What you need to do = Return the listing below in full, with every line exactly as it is.

── Items ──

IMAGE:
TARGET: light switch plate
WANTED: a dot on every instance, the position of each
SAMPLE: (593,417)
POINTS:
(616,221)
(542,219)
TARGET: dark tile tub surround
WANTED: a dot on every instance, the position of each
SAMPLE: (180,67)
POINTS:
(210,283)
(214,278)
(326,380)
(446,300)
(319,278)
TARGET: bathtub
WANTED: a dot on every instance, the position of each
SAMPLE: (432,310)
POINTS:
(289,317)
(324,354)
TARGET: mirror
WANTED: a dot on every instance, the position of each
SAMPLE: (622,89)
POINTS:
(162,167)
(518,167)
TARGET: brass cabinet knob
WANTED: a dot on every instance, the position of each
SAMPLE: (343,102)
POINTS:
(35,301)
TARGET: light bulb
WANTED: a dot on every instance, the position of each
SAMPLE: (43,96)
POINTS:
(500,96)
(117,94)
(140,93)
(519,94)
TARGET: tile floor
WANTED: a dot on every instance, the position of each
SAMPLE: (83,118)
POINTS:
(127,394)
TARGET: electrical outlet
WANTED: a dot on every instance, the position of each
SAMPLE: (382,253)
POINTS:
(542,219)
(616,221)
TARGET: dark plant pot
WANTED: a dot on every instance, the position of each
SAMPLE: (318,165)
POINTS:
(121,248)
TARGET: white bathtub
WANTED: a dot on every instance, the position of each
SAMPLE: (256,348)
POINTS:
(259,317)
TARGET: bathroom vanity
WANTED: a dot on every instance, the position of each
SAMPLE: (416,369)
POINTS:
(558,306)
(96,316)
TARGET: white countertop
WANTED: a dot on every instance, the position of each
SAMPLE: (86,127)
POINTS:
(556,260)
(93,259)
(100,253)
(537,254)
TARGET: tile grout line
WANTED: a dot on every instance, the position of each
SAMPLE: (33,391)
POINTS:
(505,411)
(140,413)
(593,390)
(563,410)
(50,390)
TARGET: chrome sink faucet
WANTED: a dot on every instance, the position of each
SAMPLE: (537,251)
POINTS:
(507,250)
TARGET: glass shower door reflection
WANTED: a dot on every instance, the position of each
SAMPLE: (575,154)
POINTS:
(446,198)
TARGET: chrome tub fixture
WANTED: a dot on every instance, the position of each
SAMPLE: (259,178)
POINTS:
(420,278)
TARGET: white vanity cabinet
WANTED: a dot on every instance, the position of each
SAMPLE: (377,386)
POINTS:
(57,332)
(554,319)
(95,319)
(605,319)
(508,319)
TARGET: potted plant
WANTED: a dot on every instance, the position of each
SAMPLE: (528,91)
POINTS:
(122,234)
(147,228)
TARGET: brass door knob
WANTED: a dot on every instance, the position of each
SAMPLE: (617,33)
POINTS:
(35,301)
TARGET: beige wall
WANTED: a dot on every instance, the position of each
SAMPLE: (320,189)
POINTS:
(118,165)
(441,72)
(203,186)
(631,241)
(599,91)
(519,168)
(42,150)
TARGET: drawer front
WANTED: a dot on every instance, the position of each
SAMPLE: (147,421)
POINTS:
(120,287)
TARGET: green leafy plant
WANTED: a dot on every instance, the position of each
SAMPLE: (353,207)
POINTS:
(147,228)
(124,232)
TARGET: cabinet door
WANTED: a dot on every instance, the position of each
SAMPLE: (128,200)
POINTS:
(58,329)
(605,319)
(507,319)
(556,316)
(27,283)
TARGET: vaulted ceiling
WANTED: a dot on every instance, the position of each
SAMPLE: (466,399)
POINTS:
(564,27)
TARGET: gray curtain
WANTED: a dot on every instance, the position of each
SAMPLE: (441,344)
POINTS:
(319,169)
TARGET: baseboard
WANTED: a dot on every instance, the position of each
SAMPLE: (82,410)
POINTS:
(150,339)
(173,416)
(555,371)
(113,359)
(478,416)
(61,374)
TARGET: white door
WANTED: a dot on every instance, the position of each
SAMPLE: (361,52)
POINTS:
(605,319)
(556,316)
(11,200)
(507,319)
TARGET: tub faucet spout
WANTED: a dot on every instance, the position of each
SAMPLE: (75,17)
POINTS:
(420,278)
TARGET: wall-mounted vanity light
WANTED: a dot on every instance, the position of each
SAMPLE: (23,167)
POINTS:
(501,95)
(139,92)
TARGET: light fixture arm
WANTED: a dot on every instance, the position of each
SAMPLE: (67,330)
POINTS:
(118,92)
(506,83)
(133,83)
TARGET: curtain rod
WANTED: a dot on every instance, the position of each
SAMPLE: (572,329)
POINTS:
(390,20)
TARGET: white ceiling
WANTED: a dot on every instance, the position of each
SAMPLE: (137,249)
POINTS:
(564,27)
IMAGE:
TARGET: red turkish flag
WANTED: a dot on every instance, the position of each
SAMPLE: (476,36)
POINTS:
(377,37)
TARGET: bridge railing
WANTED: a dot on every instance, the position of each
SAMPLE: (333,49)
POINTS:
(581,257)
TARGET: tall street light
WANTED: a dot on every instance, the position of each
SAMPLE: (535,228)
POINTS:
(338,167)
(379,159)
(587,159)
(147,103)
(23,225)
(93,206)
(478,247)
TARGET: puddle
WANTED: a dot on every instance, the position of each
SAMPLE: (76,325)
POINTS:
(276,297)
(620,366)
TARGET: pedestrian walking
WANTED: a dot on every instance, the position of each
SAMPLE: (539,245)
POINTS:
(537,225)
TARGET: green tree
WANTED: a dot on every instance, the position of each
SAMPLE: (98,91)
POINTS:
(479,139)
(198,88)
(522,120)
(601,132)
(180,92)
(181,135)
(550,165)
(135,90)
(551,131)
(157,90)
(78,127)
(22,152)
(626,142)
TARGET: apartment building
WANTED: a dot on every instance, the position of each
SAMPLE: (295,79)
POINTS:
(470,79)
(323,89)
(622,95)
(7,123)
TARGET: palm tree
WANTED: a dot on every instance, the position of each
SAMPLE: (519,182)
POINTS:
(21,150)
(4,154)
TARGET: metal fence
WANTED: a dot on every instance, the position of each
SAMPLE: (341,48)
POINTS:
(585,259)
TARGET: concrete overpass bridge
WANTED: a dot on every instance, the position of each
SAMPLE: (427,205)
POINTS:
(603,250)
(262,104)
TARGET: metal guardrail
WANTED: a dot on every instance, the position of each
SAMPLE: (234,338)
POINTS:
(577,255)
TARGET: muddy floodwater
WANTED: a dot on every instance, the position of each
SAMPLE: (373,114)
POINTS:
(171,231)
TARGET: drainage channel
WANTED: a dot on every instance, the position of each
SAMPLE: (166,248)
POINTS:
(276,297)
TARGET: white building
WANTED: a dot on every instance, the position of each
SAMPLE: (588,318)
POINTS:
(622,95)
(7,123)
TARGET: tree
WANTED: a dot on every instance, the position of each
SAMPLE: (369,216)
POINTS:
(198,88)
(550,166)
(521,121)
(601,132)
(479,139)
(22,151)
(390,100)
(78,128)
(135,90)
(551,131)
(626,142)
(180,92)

───

Full output =
IMAGE:
TARGET: light switch plate
WANTED: a dot on every instance, the position of each
SAMPLE: (593,417)
POINTS:
(616,221)
(542,219)
TARGET: dark tile tub surround
WANTED: a dot on every instance, the position of each
SAMPLE: (180,67)
POINTS:
(210,283)
(214,278)
(326,380)
(446,300)
(319,278)
TARGET: bathtub
WANTED: a dot on every instance, the position of each
SAMPLE: (432,310)
POINTS:
(289,317)
(324,354)
TARGET: mirror
WANTED: a dot on every instance, the position of each
SAMPLE: (622,89)
POINTS:
(162,167)
(518,167)
TARGET: brass cabinet knob
WANTED: a dot on every instance, the position of each
SAMPLE: (343,102)
POINTS:
(35,301)
TARGET: light bulb
WANTED: a dot on every instance, the position of each
SAMPLE: (43,96)
POINTS:
(500,96)
(117,94)
(140,93)
(519,94)
TARGET: tile floor
WANTED: a dot on every instance, the position of each
SAMPLE: (83,118)
POINTS:
(127,394)
TARGET: electrical outlet
WANTED: a dot on every instance, the position of each
SAMPLE: (382,253)
POINTS:
(542,219)
(616,221)
TARGET: dark plant pot
WANTED: a dot on every instance, the position of each
SAMPLE: (318,165)
POINTS:
(121,248)
TARGET: white bathtub
WANTED: a dot on every instance, the position of each
SAMPLE: (256,348)
POINTS:
(259,317)
TARGET: bathroom vanity
WANTED: a dot on every instance, the position of each
SAMPLE: (416,369)
POINTS:
(558,306)
(96,316)
TARGET: white countertop
WANTED: a dot on every instance, the position of each
SAMPLE: (86,127)
POINTS:
(556,260)
(93,259)
(100,253)
(537,254)
TARGET: tile grout line
WANTED: a dot on every instance, the position of each
SAMPLE: (33,391)
POINTS:
(505,411)
(140,413)
(593,390)
(563,410)
(50,390)
TARGET: chrome sink faucet
WANTED: a dot on every instance, the position of each
SAMPLE: (537,251)
POINTS:
(507,250)
TARGET: glass shower door reflection
WANTED: a dot on every instance, the position of each
SAMPLE: (575,154)
POINTS:
(446,198)
TARGET: chrome tub fixture
WANTED: a dot on every instance, the position of each
SAMPLE: (259,178)
POINTS:
(420,278)
TARGET: white vanity cabinet
WANTED: a dot on every instance, the position of each
SAMPLE: (377,386)
POINTS:
(57,332)
(554,319)
(95,319)
(605,319)
(508,319)
TARGET: potted plant
WANTED: a dot on every instance, the position of each
SAMPLE: (528,91)
POINTS:
(122,234)
(147,228)
TARGET: brass door knob
WANTED: a dot on every instance, the position of each
SAMPLE: (617,33)
POINTS:
(35,301)
TARGET: beige wall
WANTED: a dot on every instance, the position of each
SAMPLE: (320,189)
POINTS:
(118,165)
(441,72)
(203,186)
(631,241)
(599,91)
(519,168)
(42,150)
TARGET: drawer front
WANTED: a dot on every instance, the position of each
SAMPLE: (147,421)
POINTS:
(120,287)
TARGET: green leafy plant
WANTED: a dot on every instance, the position of each
SAMPLE: (353,207)
POINTS:
(147,228)
(124,232)
TARGET: cabinet door
WANTED: a dot on every instance, the position of each
SAMPLE: (128,200)
POINTS:
(58,329)
(605,319)
(507,319)
(556,316)
(27,283)
TARGET: vaulted ceiling
WANTED: a dot on every instance, the position of each
SAMPLE: (466,399)
POINTS:
(564,27)
TARGET: gray curtain
WANTED: a dot on every instance, the position of each
SAMPLE: (441,344)
POINTS:
(319,169)
TARGET: baseboard
WANTED: a dot on every instance, the position of each
SAMPLE: (82,410)
POINTS:
(150,339)
(173,416)
(555,371)
(113,359)
(478,416)
(61,374)
TARGET: white door
WANTED: a dot on every instance, the position of each
SAMPLE: (361,52)
POINTS:
(605,319)
(556,316)
(11,200)
(507,319)
TARGET: tub faucet spout
WANTED: a dot on every instance, the position of each
SAMPLE: (75,17)
POINTS:
(420,278)
TARGET: wall-mounted vanity light
WANTED: a dot on every instance, the position of each
SAMPLE: (23,167)
POINTS:
(501,95)
(139,92)
TARGET: light fixture arm
WANTED: a dot on every instance, the position of each
SAMPLE: (67,330)
POINTS:
(118,92)
(506,83)
(133,83)
TARGET: curtain rod
WANTED: a dot on every instance, the position of each
SAMPLE: (572,329)
POINTS:
(390,20)
TARGET: white ceiling
WANTED: a dot on every instance, the position of each
SAMPLE: (137,249)
POINTS:
(564,27)
IMAGE:
TARGET: red turkish flag
WANTED: a dot on every instance, the position of each
SAMPLE: (476,36)
POINTS:
(377,37)
TARGET: bridge railing
WANTED: a dot on every instance, the position of each
SAMPLE: (333,49)
POINTS:
(581,257)
TARGET: tall street light
WANTED: a dot on every instance, the position of each
SAMPLE: (535,228)
POINTS:
(338,167)
(379,159)
(587,159)
(147,103)
(23,225)
(93,206)
(478,247)
TARGET: puddle
WANTED: a dot on every instance, the position of each
SAMPLE: (76,325)
POINTS:
(276,297)
(620,366)
TARGET: pedestrian walking
WANTED: a dot on every instance, the position of each
SAMPLE: (539,245)
POINTS:
(537,225)
TARGET: green tree
WANTED: a dot on every instance, the position of each
SAMPLE: (98,91)
POINTS:
(479,139)
(198,88)
(522,120)
(601,132)
(180,92)
(181,135)
(550,165)
(135,90)
(551,131)
(157,90)
(78,127)
(22,152)
(626,142)
TARGET: apartment building
WANTED: a dot on every instance, the position of each
SAMPLE: (295,79)
POINTS:
(470,79)
(323,89)
(622,95)
(7,123)
TARGET: palm tree
WANTED: a dot on every instance, the position of each
SAMPLE: (519,182)
POINTS:
(21,150)
(4,154)
TARGET: metal fence
WANTED: a dot on every instance, the position of each
SAMPLE: (341,48)
POINTS:
(585,259)
TARGET: concrete overpass bridge
WANTED: a dot on every instance, the position of each
SAMPLE: (427,205)
POINTS:
(603,250)
(262,104)
TARGET: metal guardrail
WANTED: a dot on every instance, the position of each
SAMPLE: (234,338)
POINTS:
(577,255)
TARGET: muddy floodwater
WANTED: a dot on every instance, the position of each
SAMPLE: (373,114)
POINTS:
(171,231)
TARGET: drainage channel
WANTED: a dot on every instance, the position of each
SAMPLE: (166,248)
POINTS:
(276,297)
TARGET: white building
WANTED: a dot on every instance, the position of each
SAMPLE: (588,318)
POINTS:
(622,95)
(7,123)
TARGET: tree
WANTED: a dot on every instance, the position of each
SAMPLE: (369,216)
POINTS:
(198,88)
(550,166)
(521,121)
(601,132)
(479,139)
(22,151)
(390,100)
(78,128)
(135,90)
(551,131)
(626,142)
(180,92)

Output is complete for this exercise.